start
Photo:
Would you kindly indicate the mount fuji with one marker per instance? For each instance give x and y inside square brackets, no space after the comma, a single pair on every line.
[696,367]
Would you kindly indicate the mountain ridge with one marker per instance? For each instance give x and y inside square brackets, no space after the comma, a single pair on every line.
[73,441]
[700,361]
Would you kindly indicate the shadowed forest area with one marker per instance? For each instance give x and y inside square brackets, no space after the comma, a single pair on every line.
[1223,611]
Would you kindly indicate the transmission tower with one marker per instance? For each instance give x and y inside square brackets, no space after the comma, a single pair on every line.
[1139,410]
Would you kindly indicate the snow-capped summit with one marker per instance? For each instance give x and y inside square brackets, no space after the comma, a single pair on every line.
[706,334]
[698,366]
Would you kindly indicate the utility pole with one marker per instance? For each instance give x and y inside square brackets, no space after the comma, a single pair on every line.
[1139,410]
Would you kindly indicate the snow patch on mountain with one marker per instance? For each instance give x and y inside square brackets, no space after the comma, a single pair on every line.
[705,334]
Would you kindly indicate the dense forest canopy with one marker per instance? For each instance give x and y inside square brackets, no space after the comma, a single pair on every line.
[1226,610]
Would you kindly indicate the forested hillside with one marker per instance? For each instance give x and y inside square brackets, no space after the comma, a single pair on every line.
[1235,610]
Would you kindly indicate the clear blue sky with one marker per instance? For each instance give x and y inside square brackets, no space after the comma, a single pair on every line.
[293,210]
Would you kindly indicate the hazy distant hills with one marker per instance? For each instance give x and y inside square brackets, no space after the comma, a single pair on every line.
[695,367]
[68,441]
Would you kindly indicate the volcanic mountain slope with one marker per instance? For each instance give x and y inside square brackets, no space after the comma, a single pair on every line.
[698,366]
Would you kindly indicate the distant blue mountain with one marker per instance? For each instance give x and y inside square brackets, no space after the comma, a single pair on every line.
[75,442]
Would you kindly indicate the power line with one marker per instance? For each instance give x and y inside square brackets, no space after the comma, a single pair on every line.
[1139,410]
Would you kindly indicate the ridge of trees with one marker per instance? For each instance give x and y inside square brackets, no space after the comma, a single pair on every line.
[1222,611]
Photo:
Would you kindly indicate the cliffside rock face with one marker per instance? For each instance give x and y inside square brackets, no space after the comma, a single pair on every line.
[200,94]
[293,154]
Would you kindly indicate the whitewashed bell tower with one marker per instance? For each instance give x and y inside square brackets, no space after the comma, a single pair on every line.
end
All of the entries above should be written out again exactly.

§ Output for this exercise
Photo:
Would you kindly indicate the mount fuji with one marker per instance? For each instance give x and y inside square brackets, no space after the comma, a single pair on every line.
[696,367]
Would you kindly indicate the mountain ridge with one marker per instance? For each instance give x and y inside square brackets, no space after the comma, a single pair on every line.
[73,441]
[700,361]
Would you kindly indicate the shadowed forest area with one marker per instance? For each instance give x and y inside square brackets, no space after the comma, a single pair on every line.
[1223,611]
Would you kindly indicate the transmission tower with one marker per instance? For each instance give x and y inside square brackets, no space after the comma, a single pair on every line.
[1139,410]
Would you kindly indicate the snow-capped summit with one marker per instance? For each instance give x and y inside square brackets, no space after the comma, a single pair on every line.
[706,334]
[698,366]
Would you kindly indicate the utility pole with one marker per instance? For each instance give x and y inside square brackets, no space after the comma, a single pair on every line.
[1139,410]
Would you kindly indicate the snow patch on mountain with one marker per instance? For each instance give x and y inside square brackets, no space after the comma, a single pair on every line.
[705,334]
Would you kindly indicate the dense forest canopy with one marker per instance? For each instance give x and y inside square brackets, no space after the comma, a single pair on every line.
[1226,610]
Would you kindly indicate the forested hillside with one marker per instance? For each instance give x and y inside square brackets, no space after the comma, a single pair on every line.
[1235,610]
Would you kindly indicate the clear blue sky with one marker per instance? For each instance give x and y inside square brackets, no space after the comma, a single pair on every line.
[293,210]
Would you kindly indicate the hazy distant hills with one marker per instance? For each instance give x and y inside square brackets, no space after the comma, a single pair on every line.
[695,367]
[68,441]
Would you kindly indicate the volcanic mountain slope with one marker per instance? For each instance give x and y inside square brackets, no space after the comma, a single pair on every line.
[698,366]
Would you kindly indicate the distant blue mountain with one marker per instance? For each instance give x and y inside square brackets, no space after the comma, a single pair on every line.
[75,442]
Would you kindly indicate the power line with one marker per instance? For each instance give x and y inside square brackets, no space after the comma, a single pair on every line.
[1139,410]
Would you kindly indicate the ridge of trees with one marker per instance? For each instance give x and y inside square brackets, no space after the comma, a single pair on every line.
[1222,611]
Photo:
Would you kindly indicate the cliffside rock face with one marker per instance? For each instance give x and y inside square brackets, no space after the comma, a single pair on every line.
[200,94]
[293,154]
Would you kindly indicate the whitewashed bell tower with one marker per instance? For each instance give x and y inside square brackets, no space after the comma, a single pair on every line.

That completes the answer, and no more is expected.